▸ Requirements: Reproduce every line of the listing below verbatim, omitting the pictures.

▸ Exercise data:
• • • • •

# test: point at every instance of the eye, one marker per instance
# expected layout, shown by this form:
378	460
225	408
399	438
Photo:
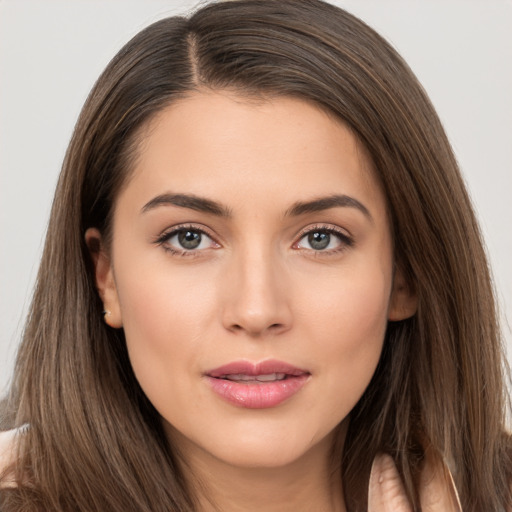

• • • • •

▸ Right answer:
# test: point at every instance of the eye, one marker per instance
# expected layout, shown by this form:
378	460
225	408
399	438
Photo:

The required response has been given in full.